• _SET PROBLEM_: Please output only the lines that run from the line containing "Could you please locate the white sock" through the end of the material below, exactly.

— BEGIN PROVIDED MATERIAL —

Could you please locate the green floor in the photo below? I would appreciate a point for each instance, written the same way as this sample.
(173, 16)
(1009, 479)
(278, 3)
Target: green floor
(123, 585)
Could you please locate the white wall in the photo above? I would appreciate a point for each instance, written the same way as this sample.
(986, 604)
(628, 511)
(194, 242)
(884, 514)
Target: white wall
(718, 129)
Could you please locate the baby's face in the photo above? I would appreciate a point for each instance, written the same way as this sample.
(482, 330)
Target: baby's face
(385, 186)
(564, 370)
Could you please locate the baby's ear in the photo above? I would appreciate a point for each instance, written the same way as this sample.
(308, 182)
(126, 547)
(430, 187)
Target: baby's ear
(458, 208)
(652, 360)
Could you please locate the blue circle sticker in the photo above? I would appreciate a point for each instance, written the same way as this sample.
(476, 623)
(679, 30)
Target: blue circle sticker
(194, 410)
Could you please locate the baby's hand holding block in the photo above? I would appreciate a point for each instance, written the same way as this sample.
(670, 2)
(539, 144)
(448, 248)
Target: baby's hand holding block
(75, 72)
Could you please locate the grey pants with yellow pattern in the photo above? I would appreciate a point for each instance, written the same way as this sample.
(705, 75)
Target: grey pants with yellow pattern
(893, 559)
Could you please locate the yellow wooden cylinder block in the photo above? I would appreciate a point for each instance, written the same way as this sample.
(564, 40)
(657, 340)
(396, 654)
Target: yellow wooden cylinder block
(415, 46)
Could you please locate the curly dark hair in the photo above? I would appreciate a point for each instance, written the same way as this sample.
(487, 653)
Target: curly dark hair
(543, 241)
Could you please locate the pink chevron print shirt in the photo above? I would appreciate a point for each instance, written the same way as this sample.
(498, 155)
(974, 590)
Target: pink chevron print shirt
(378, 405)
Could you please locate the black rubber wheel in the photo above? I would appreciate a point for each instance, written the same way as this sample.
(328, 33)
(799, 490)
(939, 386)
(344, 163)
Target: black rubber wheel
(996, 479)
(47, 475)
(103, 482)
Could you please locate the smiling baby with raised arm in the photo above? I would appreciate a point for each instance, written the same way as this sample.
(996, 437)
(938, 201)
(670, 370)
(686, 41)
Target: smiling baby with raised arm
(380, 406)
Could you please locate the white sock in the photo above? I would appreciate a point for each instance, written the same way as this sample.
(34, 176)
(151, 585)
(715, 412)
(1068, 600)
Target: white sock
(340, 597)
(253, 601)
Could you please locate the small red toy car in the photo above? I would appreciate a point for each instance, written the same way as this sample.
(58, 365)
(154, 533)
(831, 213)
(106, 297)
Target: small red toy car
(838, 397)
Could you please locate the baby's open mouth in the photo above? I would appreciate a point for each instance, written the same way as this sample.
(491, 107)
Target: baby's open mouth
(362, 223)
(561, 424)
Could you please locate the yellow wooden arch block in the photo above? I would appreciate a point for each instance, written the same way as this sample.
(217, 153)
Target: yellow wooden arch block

— END PROVIDED MATERIAL —

• _THE OUTPUT_:
Could you please locate the white sock in the photo above? I would appreciate a point for each instance, written the same way as this sample.
(34, 176)
(151, 585)
(715, 412)
(1068, 600)
Target: white sock
(340, 597)
(253, 601)
Could you please locate the small red toy car in the photo above? I would appreciate a point for each instance, written the same way as this sample.
(58, 365)
(154, 533)
(831, 213)
(106, 297)
Target: small red toy car
(838, 397)
Could you please locate the baby's open mouth in the photo above? I would appreciate a point for each instance, written the same way as this sample.
(491, 107)
Target: baby's open mouth
(362, 223)
(561, 424)
Could you please locate the yellow wooden arch block in the photo above? I would appreciate a point for each instance, written the same way as this sample.
(217, 153)
Target: yellow wooden arch block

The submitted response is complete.